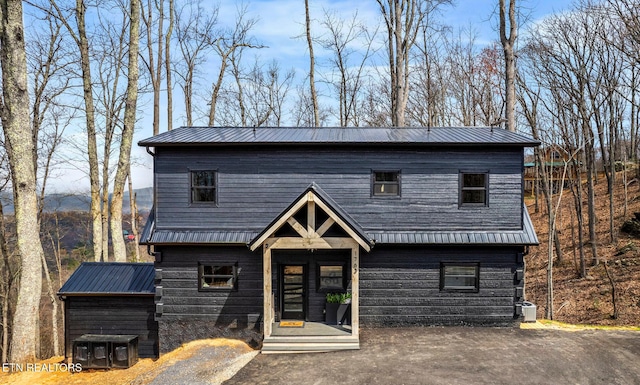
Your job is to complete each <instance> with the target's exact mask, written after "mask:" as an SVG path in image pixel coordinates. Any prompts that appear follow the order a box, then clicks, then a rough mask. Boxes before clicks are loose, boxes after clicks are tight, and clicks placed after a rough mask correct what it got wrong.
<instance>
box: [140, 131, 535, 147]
mask: <svg viewBox="0 0 640 385" xmlns="http://www.w3.org/2000/svg"><path fill="white" fill-rule="evenodd" d="M242 144H245V145H247V144H251V145H273V144H297V145H299V144H308V145H322V144H332V145H336V144H351V145H356V144H363V145H364V144H366V145H371V144H380V145H399V144H406V145H486V144H492V145H509V146H522V147H535V146H538V145H540V142H539V141H537V140H534V139H531V138H529V137H527V136H524V135H521V134H517V133H513V132H510V131H507V130H504V129H501V128H491V127H433V128H426V127H403V128H391V127H318V128H313V127H258V128H252V127H180V128H177V129H175V130H171V131H167V132H163V133H161V134H159V135H156V136H153V137H151V138H147V139H144V140H141V141H139V142H138V145H139V146H147V147H159V146H180V145H202V146H220V145H242Z"/></svg>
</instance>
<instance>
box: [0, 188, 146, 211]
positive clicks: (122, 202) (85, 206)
mask: <svg viewBox="0 0 640 385" xmlns="http://www.w3.org/2000/svg"><path fill="white" fill-rule="evenodd" d="M133 191H134V194H135V196H136V204H137V205H138V211H139V212H148V211H150V210H151V207H152V206H153V188H152V187H146V188H141V189H136V190H133ZM0 200H1V201H2V204H3V211H4V213H5V214H13V211H14V210H13V194H12V193H11V192H3V193H1V194H0ZM90 204H91V197H90V196H89V195H81V194H71V193H69V194H48V195H46V196H45V198H44V211H45V212H55V211H59V212H65V211H89V207H90ZM122 211H123V212H125V213H129V212H131V208H130V207H129V192H128V191H127V192H125V194H124V199H123V202H122Z"/></svg>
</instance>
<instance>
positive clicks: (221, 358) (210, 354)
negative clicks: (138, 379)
mask: <svg viewBox="0 0 640 385" xmlns="http://www.w3.org/2000/svg"><path fill="white" fill-rule="evenodd" d="M258 353H259V351H251V352H248V353H247V352H246V351H245V350H240V349H238V348H236V347H232V346H203V347H201V348H199V349H198V350H196V351H195V352H194V353H193V355H192V356H191V357H189V358H187V359H184V360H180V361H178V362H175V363H171V364H170V365H166V366H165V367H163V368H161V371H160V372H159V373H158V375H157V376H156V377H155V378H154V379H153V381H151V382H150V383H149V384H150V385H183V384H187V383H188V384H190V385H213V384H216V385H217V384H222V383H223V382H224V381H226V380H228V379H229V378H231V377H233V376H234V375H235V374H236V372H238V370H240V369H241V368H242V367H244V366H245V365H246V364H247V363H248V362H249V361H251V360H252V359H253V358H254V357H255V356H256V354H258Z"/></svg>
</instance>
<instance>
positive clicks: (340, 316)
mask: <svg viewBox="0 0 640 385" xmlns="http://www.w3.org/2000/svg"><path fill="white" fill-rule="evenodd" d="M326 300H327V303H326V305H325V322H326V323H327V324H328V325H341V324H342V323H350V321H351V314H350V312H349V313H347V312H348V311H349V310H350V308H351V293H327V297H326ZM344 321H347V322H344Z"/></svg>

» Exercise brief: Convert the lines above into a JSON list of strings with one string per line, leaving out blank lines and the picture.

» Response area:
[
  "Your job is to complete each <instance> with the target's exact mask, written after \"mask:\" as an SVG path in image pixel coordinates. Any prompts that appear follow the order a box, then clicks, then a rough mask. Boxes before clicks are loose, boxes after clicks are tight, and clicks placed after a rough mask correct what it got wrong.",
  "<instance>",
  "box: [140, 131, 535, 147]",
  "mask: <svg viewBox=\"0 0 640 385\" xmlns=\"http://www.w3.org/2000/svg\"><path fill=\"white\" fill-rule=\"evenodd\" d=\"M242 144H245V145H247V144H251V145H273V144H297V145H299V144H308V145H322V144H332V145H336V144H351V145H356V144H363V145H364V144H366V145H371V144H380V145H399V144H406V145H486V144H492V145H509V146H522V147H535V146H538V145H540V142H539V141H537V140H534V139H531V138H529V137H527V136H524V135H521V134H517V133H513V132H510V131H507V130H504V129H501V128H491V127H433V128H426V127H403V128H391V127H318V128H313V127H258V128H252V127H180V128H177V129H175V130H171V131H167V132H163V133H161V134H159V135H156V136H153V137H151V138H147V139H144V140H141V141H139V142H138V145H139V146H147V147H159V146H180V145H202V146H220V145H242Z\"/></svg>",
  "</instance>",
  "<instance>",
  "box: [0, 188, 146, 211]",
  "positive clicks: (122, 202) (85, 206)",
  "mask: <svg viewBox=\"0 0 640 385\" xmlns=\"http://www.w3.org/2000/svg\"><path fill=\"white\" fill-rule=\"evenodd\" d=\"M133 191H134V194H135V196H136V204H137V205H138V211H139V212H148V211H150V210H151V207H152V206H153V188H152V187H146V188H141V189H136V190H133ZM0 200H1V201H2V204H3V211H4V213H5V214H13V211H14V210H13V194H12V193H11V192H3V193H1V194H0ZM90 204H91V197H90V196H89V195H81V194H71V193H69V194H48V195H46V196H45V198H44V211H45V212H55V211H59V212H65V211H89V207H90ZM122 211H123V212H125V213H129V212H131V208H130V207H129V192H128V191H127V192H125V194H124V199H123V202H122Z\"/></svg>",
  "</instance>",
  "<instance>",
  "positive clicks: (221, 358) (210, 354)",
  "negative clicks: (138, 379)",
  "mask: <svg viewBox=\"0 0 640 385\" xmlns=\"http://www.w3.org/2000/svg\"><path fill=\"white\" fill-rule=\"evenodd\" d=\"M258 353H259V351H251V352H248V353H247V352H246V351H245V350H240V349H238V348H236V347H232V346H203V347H201V348H199V349H198V350H196V351H195V352H194V353H193V355H192V356H191V357H189V358H187V359H184V360H180V361H178V362H175V363H171V364H170V365H166V366H165V367H163V368H161V371H160V372H159V373H158V375H157V376H156V377H155V378H154V379H153V381H151V382H150V383H149V384H150V385H183V384H187V383H188V384H190V385H213V384H216V385H217V384H222V383H223V382H224V381H226V380H228V379H229V378H231V377H233V376H234V375H235V374H236V372H238V370H240V369H241V368H242V367H244V366H245V365H246V364H247V363H248V362H249V361H251V360H252V359H253V358H254V357H255V356H256V354H258Z\"/></svg>",
  "</instance>",
  "<instance>",
  "positive clicks: (340, 316)",
  "mask: <svg viewBox=\"0 0 640 385\" xmlns=\"http://www.w3.org/2000/svg\"><path fill=\"white\" fill-rule=\"evenodd\" d=\"M326 300H327V303H326V305H325V322H326V323H327V324H328V325H341V324H342V323H350V321H351V314H350V312H349V313H347V312H348V311H349V310H350V308H351V293H327V297H326ZM344 321H347V322H344Z\"/></svg>"
]